◆ **SELECTED EXTRACT**
☆ ☆ ☆ ☆

Twenty-four doctors and 23 nurses and paramedics have been charged.

During the protests in the Gulf kingdom, witnesses say security forces in Bahrain stormed the Salmaniya Medical Complex in Manama beating doctors and demonstrators. Bahraini officials deny those accounts.

Activists and human rights groups have alleged that medical personnel have been targeted by Bahraini officials for treating protestors. “

The Physicians for Human Rights report on Bahrain goes into greater detail:

“Thousands of protesters in the small island Kingdom of Bahrain in the Persian Gulf took to the streets calling for government reform in February and March 2011. The Government’s response was brutal and systematic: shoot civilian protesters, detain and torture them, and erase all evidence. On the frontline, treating hundreds of these wounded civilians, doctors had first-hand knowledge of government atrocities.

This report details systematic and targeted attacks against medical personnel, as a result of their efforts to provide unbiased care for wounded protestors. The assault on healthcare workers and their patients constitutes extreme violations of the principle of medical neutrality and are grave breaches of international law. Medical neutrality ensures

1. the protection of medical personnel, patients, facilities, and transport from attack or interference;
2. unhindered access to medical care and treatment;
3. the humane treatment of all civilians; and
4. nondiscriminatory treatment of the injured and sick.

While in Bahrain, PHR investigators spoke with several eyewitnesses of abducted physicians, some of whom were ripped from their homes in the middle of the night by masked security forces. For each doctor, nurse, or medic that the government disappears, many more civilians’ lives are impacted as patients go untreated.

☆ ☆ ☆ ☆

◆ **SUPPLIED MATERIAL**

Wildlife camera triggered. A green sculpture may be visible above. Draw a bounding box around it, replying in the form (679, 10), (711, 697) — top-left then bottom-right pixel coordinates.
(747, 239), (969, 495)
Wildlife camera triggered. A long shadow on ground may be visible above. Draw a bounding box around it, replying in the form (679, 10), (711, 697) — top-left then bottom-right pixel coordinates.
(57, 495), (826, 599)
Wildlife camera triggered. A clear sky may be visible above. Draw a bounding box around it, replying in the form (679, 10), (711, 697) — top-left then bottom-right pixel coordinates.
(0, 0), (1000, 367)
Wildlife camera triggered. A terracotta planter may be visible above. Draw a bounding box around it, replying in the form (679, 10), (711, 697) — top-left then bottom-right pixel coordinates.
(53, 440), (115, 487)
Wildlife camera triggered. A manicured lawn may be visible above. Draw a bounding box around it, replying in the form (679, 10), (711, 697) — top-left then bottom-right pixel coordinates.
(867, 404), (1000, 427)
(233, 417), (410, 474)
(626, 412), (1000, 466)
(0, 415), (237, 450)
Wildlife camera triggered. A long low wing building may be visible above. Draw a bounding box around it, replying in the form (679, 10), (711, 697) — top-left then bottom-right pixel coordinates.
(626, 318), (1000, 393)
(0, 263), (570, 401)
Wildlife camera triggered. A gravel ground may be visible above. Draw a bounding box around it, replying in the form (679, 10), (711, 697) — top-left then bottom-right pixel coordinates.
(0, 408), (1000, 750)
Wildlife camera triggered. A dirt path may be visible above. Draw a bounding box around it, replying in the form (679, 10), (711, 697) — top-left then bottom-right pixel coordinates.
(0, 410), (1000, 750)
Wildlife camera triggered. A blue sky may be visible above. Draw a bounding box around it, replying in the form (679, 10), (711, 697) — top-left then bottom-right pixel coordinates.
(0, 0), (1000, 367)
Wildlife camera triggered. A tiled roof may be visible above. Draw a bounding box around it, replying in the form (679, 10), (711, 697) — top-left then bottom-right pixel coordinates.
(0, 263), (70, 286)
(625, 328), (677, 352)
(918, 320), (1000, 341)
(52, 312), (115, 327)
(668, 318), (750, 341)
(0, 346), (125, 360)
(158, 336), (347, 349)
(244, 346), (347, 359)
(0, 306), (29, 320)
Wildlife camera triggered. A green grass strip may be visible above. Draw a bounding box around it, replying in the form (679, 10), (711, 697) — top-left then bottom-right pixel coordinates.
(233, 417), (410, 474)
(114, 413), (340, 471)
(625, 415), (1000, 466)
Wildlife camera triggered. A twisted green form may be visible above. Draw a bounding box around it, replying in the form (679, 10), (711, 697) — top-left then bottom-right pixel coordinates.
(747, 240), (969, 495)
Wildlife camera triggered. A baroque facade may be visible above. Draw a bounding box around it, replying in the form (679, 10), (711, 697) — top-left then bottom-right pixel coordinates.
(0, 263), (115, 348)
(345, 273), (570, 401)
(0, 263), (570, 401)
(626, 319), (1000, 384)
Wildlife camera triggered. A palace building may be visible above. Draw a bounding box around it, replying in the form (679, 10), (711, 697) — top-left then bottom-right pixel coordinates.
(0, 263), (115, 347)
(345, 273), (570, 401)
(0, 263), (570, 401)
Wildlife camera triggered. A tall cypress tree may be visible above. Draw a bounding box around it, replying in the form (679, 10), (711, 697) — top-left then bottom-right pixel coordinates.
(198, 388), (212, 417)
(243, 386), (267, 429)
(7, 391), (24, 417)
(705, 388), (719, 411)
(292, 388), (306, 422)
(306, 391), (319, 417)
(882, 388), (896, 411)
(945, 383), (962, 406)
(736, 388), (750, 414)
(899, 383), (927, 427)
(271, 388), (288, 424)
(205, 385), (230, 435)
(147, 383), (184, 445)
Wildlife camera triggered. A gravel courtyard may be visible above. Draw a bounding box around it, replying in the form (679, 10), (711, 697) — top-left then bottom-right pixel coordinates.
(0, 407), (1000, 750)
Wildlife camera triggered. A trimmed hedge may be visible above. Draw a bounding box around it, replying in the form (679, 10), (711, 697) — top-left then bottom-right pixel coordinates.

☆ ☆ ☆ ☆

◆ **EXERCISES**
1. Change "masked" to "hooded" in the text on Bahrain's medical workers, and give the part between "1. the protection" and "patients go untreated.", inclusive.
2. Answer these questions about the text on Bahrain's medical workers:
(a) How many doctors have been charged?
(b) Which hospital did witnesses say security forces stormed?
(c) In which months of 2011 did the protesters take to the streets?
3. List everything that, according to the text on Bahrain's medical workers, medical neutrality ensures.
The material has no connection to the text.

◆ **TASK-BY-TASK OUTPUTS**
1.
1. the protection of medical personnel, patients, facilities, and transport from attack or interference;
2. unhindered access to medical care and treatment;
3. the humane treatment of all civilians; and
4. nondiscriminatory treatment of the injured and sick.

While in Bahrain, PHR investigators spoke with several eyewitnesses of abducted physicians, some of whom were ripped from their homes in the middle of the night by hooded security forces. For each doctor, nurse, or medic that the government disappears, many more civilians’ lives are impacted as patients go untreated.

2.
(a) Twenty-four.
(b) The Salmaniya Medical Complex in Manama.
(c) February and March.

3.
- The protection of medical personnel, patients, facilities, and transport from attack or interference
- Unhindered access to medical care and treatment
- The humane treatment of all civilians
- Nondiscriminatory treatment of the injured and sick